> **QUOTED PASSAGE**:
________________________________________

Best practice to build adjacency list

Hi there, I am trying to build a graph using adjacency list.

There may be duplicated edges in the source file, so my idea is to build a hash table where the key is node and data is a node set.

I will read source file line by line and build the hash table on fly. However, set is immutable and addition will lead to a huge overhead for rebuilding original set and bind the new set to hash table.

Is there any better idea to avoid this overhead? Or am I missing anything for the OCaml immutable mechanisms?

Cheers

Not sure how much this helps, but have you considered using the wonderful ocamlgraph library, instead of a hash table?

I am not sure what you mean by “huge overhead for rebuilding original set”. Adding a new element to a set is efficient.

1 Like

To add to @octachron’s remark, I think you may have the wrong mental image of trees such as immutable sets. The principle of adding an item to a set is comparable to building a list by successively cons’ing items onto the (front of the) list. (There is obviously a little more to it with a self-balancing tree like a set, but the principle is there.)

1 Like

To add to @cvine’s remark, a good way to get the right mental images of purely functional data structures is to read Chris Okasaki’s Purely Functional Data Structures book.

2 Likes

I am new to OCaml and functional programming, so I think it would be a good way to understand the language by implementing a graph by myself.

Still, thank you for the recommendation and I will check it!

I understand that adding an element to a set is O(log n) if it relies on a binary balanced tree.

However, the “huge overhead for rebuilding” I thought is that we need to deep copy the original set and then add the new element to the new set.

Please correct me if I misunderstand the “immutable” property for set here…

Thank you for pointing my mistake, but I am still confused about this “immutable” property.

Say am passing a set as an argument and call the function recursively as below

let rec list_to_set (s : IntSet) (l : int list)= 
match l with
[] -> s
| h::t -> IntSet.add s h;
          list_to_set s t;

If list l has 10 elements, so am I creating 10 sets during the recursion? Or each time I am passing s by reference instead of by value (so there is only one set)?

________________________________________

> **DATASET**:
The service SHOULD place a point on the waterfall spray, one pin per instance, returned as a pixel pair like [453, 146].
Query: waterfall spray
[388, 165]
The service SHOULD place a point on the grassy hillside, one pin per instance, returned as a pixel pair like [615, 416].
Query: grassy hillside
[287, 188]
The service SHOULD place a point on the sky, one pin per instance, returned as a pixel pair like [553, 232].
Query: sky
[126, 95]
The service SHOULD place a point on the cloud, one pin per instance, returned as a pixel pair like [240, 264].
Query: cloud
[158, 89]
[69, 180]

________________________________________

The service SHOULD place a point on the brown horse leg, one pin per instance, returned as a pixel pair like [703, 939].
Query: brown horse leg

________________________________________

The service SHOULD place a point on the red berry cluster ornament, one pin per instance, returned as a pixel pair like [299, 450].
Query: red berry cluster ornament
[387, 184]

________________________________________

> **REQUIRED TASKS**:
1. In the adjacency-list thread, which library does one reply suggest using instead of a hash table?
2. Print the section of the adjacency-list thread that opens with the words containing "To add to @octachron’s" and closes with "Data Structures book.".
3. Write what comes next in the OCaml adjacency-list thread, after its final post.
The items have no connection to the OCaml adjacency-list thread.

> **RESULTS OF THE EXERCISE**:
1. The ocamlgraph library.

2.
To add to @octachron’s remark, I think you may have the wrong mental image of trees such as immutable sets. The principle of adding an item to a set is comparable to building a list by successively cons’ing items onto the (front of the) list. (There is obviously a little more to it with a self-balancing tree like a set, but the principle is there.)

1 Like

To add to @cvine’s remark, a good way to get the right mental images of purely functional data structures is to read Chris Okasaki’s Purely Functional Data Structures book.

3.
Cheers! I am going to check it :wink:

There is no need to build a deep copy of a set to add a new element. When adding a new element, we only need to create new nodes for the node on the path to the new elements, and those nodes share the unmodified subtree with the original node. Thus only, O(ln n) new nodes are created when adding a new element.

Also, the correct function to build a set from a list would be:

let rec list_to_set s l = match l with
| [] -> s
| h :: t -> list_to_set (Int_set.add h s) t

This function does create one set by element, but sets are cheap to create.

1 Like

The diagrams in this section give a good picture of what @octachron is talking about. Notice the node sharing between the old and the new tree.

1 Like

Thank you for the diagram. It is much clear now!

Thank you for the information! It makes sense to create O(ln n) new nodes in a new subtree.

It may be irrelevant, but I am quite confused why OCaml use binary tree to implement Set. I think hash table may be a better choice because Set does not care the order where BST may beat hash table. Also, the amortized cost O(1) for mem is much cheaper for hash table.

You can use Hashtbl as a set if you wish, but neither Set nor Hashtbl are strictly superior to each other.

In particular, Set is immutable and the mem function has a worse case complexity of O(ln n) compared to O(n) for Hashtbl. Set is thus often a safe, simple to reason about, and reasonably performant alternative to Hashtbl. But of course, the performance characteristic of Hashtbls (or the mutability) might make them a better fit for specific issues.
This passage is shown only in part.